» WRITTEN PROBLEM
Copy every line of the data below without altering a single character.

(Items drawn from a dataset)
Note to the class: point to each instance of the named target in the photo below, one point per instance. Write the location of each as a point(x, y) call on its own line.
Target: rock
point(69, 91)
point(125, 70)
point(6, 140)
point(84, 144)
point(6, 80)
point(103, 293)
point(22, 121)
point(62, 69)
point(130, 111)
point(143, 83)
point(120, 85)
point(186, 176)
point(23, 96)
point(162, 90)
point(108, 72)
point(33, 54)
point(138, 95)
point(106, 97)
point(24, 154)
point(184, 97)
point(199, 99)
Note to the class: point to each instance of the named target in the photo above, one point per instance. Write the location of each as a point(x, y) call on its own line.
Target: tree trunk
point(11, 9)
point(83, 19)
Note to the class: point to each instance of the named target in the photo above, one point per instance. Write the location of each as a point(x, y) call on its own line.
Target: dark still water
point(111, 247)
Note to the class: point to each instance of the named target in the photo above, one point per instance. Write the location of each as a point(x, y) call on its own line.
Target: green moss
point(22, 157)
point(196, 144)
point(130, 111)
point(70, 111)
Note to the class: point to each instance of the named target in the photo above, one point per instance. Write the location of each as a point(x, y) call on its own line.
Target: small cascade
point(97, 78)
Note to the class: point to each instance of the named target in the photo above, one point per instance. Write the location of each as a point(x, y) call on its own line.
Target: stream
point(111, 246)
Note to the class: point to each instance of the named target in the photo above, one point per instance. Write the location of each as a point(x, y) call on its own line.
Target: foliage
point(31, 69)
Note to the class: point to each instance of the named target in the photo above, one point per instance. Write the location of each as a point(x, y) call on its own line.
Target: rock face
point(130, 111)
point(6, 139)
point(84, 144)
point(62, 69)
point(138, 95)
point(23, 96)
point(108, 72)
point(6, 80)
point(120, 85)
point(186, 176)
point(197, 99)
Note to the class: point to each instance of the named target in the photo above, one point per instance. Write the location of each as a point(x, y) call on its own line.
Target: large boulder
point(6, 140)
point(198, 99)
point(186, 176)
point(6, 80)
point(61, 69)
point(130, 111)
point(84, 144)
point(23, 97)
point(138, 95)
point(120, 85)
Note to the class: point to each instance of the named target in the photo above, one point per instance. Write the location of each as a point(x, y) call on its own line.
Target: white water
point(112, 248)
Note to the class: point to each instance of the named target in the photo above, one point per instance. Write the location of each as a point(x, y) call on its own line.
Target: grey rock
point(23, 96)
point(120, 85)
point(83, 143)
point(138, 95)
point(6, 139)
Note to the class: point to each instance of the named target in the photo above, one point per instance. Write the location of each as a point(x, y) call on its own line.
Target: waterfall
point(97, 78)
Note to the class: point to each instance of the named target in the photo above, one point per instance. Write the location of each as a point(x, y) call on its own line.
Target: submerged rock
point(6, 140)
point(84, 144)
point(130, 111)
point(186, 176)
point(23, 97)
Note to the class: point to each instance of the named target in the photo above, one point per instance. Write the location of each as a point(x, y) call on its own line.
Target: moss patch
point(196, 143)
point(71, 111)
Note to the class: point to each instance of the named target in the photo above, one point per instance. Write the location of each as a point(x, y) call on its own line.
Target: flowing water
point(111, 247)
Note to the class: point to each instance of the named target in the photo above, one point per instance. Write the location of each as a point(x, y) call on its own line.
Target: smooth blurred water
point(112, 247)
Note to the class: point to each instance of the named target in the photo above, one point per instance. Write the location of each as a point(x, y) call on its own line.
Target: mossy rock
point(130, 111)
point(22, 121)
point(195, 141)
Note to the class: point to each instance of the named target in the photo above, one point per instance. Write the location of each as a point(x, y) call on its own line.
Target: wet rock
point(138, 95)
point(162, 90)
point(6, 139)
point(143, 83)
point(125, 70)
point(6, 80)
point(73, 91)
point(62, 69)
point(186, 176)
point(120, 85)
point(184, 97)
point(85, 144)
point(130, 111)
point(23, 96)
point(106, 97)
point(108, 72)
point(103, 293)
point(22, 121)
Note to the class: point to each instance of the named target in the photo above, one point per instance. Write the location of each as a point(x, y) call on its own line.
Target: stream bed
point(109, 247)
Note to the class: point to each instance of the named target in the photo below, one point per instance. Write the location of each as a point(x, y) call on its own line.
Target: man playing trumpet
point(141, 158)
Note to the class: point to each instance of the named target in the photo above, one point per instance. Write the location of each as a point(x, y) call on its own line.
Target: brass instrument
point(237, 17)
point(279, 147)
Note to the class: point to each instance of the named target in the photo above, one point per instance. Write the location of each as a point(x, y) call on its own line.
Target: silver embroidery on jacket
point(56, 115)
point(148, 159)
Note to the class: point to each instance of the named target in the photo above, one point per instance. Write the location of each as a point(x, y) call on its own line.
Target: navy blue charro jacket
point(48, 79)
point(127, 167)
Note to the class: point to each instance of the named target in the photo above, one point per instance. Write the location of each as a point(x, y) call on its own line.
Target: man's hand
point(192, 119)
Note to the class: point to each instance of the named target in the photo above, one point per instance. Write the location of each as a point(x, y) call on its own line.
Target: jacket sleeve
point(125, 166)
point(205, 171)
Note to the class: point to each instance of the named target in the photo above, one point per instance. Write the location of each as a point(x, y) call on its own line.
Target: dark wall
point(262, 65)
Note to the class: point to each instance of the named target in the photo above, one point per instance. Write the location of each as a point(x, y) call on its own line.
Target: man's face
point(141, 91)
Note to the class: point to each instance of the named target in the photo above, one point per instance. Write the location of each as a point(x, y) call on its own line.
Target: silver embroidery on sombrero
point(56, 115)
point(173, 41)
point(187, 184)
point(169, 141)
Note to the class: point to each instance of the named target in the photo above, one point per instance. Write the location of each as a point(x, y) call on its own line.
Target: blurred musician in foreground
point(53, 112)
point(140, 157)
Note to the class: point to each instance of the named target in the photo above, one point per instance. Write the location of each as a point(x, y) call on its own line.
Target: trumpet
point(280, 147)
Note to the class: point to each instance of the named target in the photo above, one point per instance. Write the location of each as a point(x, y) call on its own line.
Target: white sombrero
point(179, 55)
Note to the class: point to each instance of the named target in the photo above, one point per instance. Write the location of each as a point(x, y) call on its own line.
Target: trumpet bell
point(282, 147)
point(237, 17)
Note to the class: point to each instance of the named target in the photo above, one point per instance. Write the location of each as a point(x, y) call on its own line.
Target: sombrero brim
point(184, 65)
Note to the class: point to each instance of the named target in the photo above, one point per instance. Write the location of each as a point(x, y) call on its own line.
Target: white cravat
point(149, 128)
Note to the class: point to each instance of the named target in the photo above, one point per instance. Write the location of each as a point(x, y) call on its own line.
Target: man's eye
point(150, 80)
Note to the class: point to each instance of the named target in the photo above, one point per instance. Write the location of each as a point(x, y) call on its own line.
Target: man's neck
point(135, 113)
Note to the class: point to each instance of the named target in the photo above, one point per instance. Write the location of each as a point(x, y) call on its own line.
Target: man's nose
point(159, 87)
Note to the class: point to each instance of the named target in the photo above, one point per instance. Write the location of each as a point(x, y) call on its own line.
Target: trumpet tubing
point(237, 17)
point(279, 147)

» ANSWER
Note to the class: point to each instance of the named target in the photo below, one point per instance. Write the location of each as a point(x, y) call on its own line.
Target: rock
point(69, 91)
point(125, 70)
point(6, 140)
point(84, 144)
point(6, 80)
point(103, 293)
point(22, 121)
point(62, 69)
point(130, 111)
point(143, 83)
point(120, 85)
point(186, 176)
point(23, 96)
point(162, 90)
point(108, 72)
point(33, 54)
point(138, 95)
point(106, 97)
point(24, 154)
point(184, 97)
point(199, 99)
Note to the class: point to each instance of the named target in the photo above, one point per instance. Write the location of each as a point(x, y) call on its own line.
Target: tree trunk
point(11, 9)
point(83, 19)
Note to the class: point to each instance of the named target in the photo above, one point per instance. Write the location of each as a point(x, y) call on its own line.
Target: dark still water
point(111, 247)
Note to the class: point to each instance of the named target in the photo above, one point per instance. Write the location of each as a point(x, y) call on its own line.
Target: green moss
point(22, 157)
point(196, 144)
point(130, 111)
point(70, 111)
Note to the class: point to each instance of the named target in the photo above, one point per instance. Write the location of each as a point(x, y) call on its own line.
Target: small cascade
point(97, 78)
Note to the class: point to each instance of the named target in the photo above, one point per instance. Write the location of each as a point(x, y) call on its own line.
Target: stream
point(111, 246)
Note to the class: point to each instance of the named target in the photo above, one point per instance. Write the location of each as a point(x, y) call on its own line.
Target: foliage
point(31, 69)
Note to the class: point to each instance of the named target in the photo above, one point per instance. Write the location of each as a point(x, y) call on its own line.
Target: rock face
point(130, 111)
point(6, 139)
point(84, 144)
point(62, 69)
point(138, 95)
point(23, 96)
point(108, 72)
point(6, 80)
point(120, 85)
point(186, 176)
point(197, 99)
Note to the class: point to each instance of the named target in the photo above, one point per instance. Write the location of each as a point(x, y) call on its own line.
Target: large boulder
point(6, 140)
point(198, 99)
point(186, 176)
point(6, 80)
point(61, 69)
point(130, 111)
point(84, 144)
point(23, 97)
point(138, 95)
point(120, 85)
Note to the class: point to each instance of the named target in the photo above, one point per instance. Write the location of each as a point(x, y) call on its own line.
Target: white water
point(112, 248)
Note to the class: point to each instance of the named target in the photo above, one point per instance. Write the location of each as a point(x, y) call on its own line.
Target: grey rock
point(23, 96)
point(120, 85)
point(83, 143)
point(138, 95)
point(6, 139)
Note to the class: point to each instance of the named target in the photo above, one point per instance. Write the location of each as a point(x, y) call on its own line.
Target: waterfall
point(97, 78)
Note to the class: point to each instance of the named target in the photo above, one point per instance. Write the location of each as a point(x, y) call on its own line.
Target: submerged rock
point(6, 140)
point(84, 144)
point(130, 111)
point(186, 176)
point(23, 97)
Note to the class: point to each instance of the named target in the photo above, one point per instance. Write the location of each as a point(x, y) call on its own line.
Target: moss patch
point(196, 143)
point(71, 111)
Note to the class: point to each instance of the named target in the photo above, one point per instance. Write the location of each as a point(x, y) call on its own line.
Target: flowing water
point(111, 247)
Note to the class: point to each instance of the named target in the photo above, one point per instance. Write the location of each as a point(x, y) call on its own line.
Target: smooth blurred water
point(112, 247)
Note to the class: point to each instance of the named target in the photo above, one point per instance. Write the location of each as a point(x, y) call on its own line.
Target: mossy rock
point(130, 111)
point(22, 121)
point(195, 141)
Note to the class: point to each instance of the named target in the photo above, one point per instance. Write the location of each as a point(x, y) call on its own line.
Target: wet rock
point(138, 95)
point(162, 90)
point(6, 139)
point(143, 83)
point(125, 70)
point(6, 80)
point(73, 91)
point(62, 69)
point(186, 176)
point(120, 85)
point(184, 97)
point(85, 144)
point(130, 111)
point(23, 96)
point(106, 97)
point(108, 72)
point(103, 293)
point(22, 121)
Note to the class: point to each instance of the named target in the photo above, one point per instance. Write the location of each as a point(x, y) call on its own line.
Target: stream bed
point(109, 247)
Note to the class: point to each instance of the named target in the photo below, one point per instance. Write the location of each as a point(x, y) call on its own line.
Target: man playing trumpet
point(141, 158)
Note to the class: point to each instance of the named target in the photo above, one point per instance. Write the location of each as a point(x, y) call on its own line.
Target: brass instrument
point(237, 17)
point(279, 147)
Note to the class: point to each instance of the named target in the photo above, one point per instance. Write the location of each as a point(x, y) call on its own line.
Target: silver embroidery on jacket
point(56, 115)
point(148, 159)
Note to the class: point to each instance of the named target in the photo above, one point per instance. Write the location of each as a point(x, y) call on its own line.
Target: navy blue charro jacket
point(48, 79)
point(127, 167)
Note to the class: point to each instance of the named target in the photo above, one point per instance. Write the location of each as a point(x, y) call on its own line.
Target: man's hand
point(192, 119)
Note to the class: point to each instance of the named target in the photo above, one point per instance. Write the location of each as a point(x, y) call on its own line.
Target: jacket sleeve
point(125, 166)
point(205, 171)
Note to the class: point to each instance of the named target in the photo above, one point per instance. Write the location of each as a point(x, y) call on its own line.
Target: dark wall
point(262, 65)
Note to the class: point to each instance of the named target in the photo above, one point per instance. Write the location of each as a point(x, y) call on its own line.
Target: man's face
point(141, 91)
Note to the class: point to each instance of the named target in the photo above, one point per instance. Write the location of each as a point(x, y) call on its own line.
Target: silver embroidery on sombrero
point(56, 115)
point(173, 41)
point(187, 184)
point(169, 141)
Note to the class: point to each instance of the named target in the photo above, one point per instance. Write the location of each as a point(x, y) call on its own line.
Target: blurred musician in foreground
point(53, 112)
point(140, 157)
Note to the class: point to each instance of the named target in the photo above, one point per instance. Write the location of each as a point(x, y) call on its own line.
Target: trumpet
point(280, 147)
Note to the class: point to each instance of the named target in the photo above, one point per instance. Write the location of each as a point(x, y) call on its own line.
Target: white sombrero
point(179, 55)
Note to the class: point to each instance of the named target in the photo above, one point per instance. Write the location of each as a point(x, y) call on its own line.
Target: trumpet bell
point(282, 147)
point(237, 17)
Note to the class: point to each instance of the named target in the photo above, one point per instance. Write the location of each as a point(x, y) call on its own line.
Target: sombrero brim
point(184, 65)
Note to the class: point to each instance of the named target in the photo above, one point per instance. Write the location of each as a point(x, y) call on its own line.
Target: white cravat
point(149, 128)
Note to the class: point to each instance of the named target in the photo above, one point per instance. Write the location of each as a point(x, y) call on its own line.
Target: man's eye
point(150, 80)
Note to the class: point to each instance of the named target in the photo above, one point per instance. Write the location of each as a point(x, y) call on its own line.
Target: man's neck
point(135, 113)
Note to the class: point to each instance of the named target in the photo above, one point per instance. Write the location of each as a point(x, y) call on its own line.
Target: man's nose
point(159, 87)
Note to the class: point to each instance of the named target in the photo above, one point per instance. Write the location of each as a point(x, y) call on its own line.
Target: trumpet tubing
point(237, 17)
point(279, 147)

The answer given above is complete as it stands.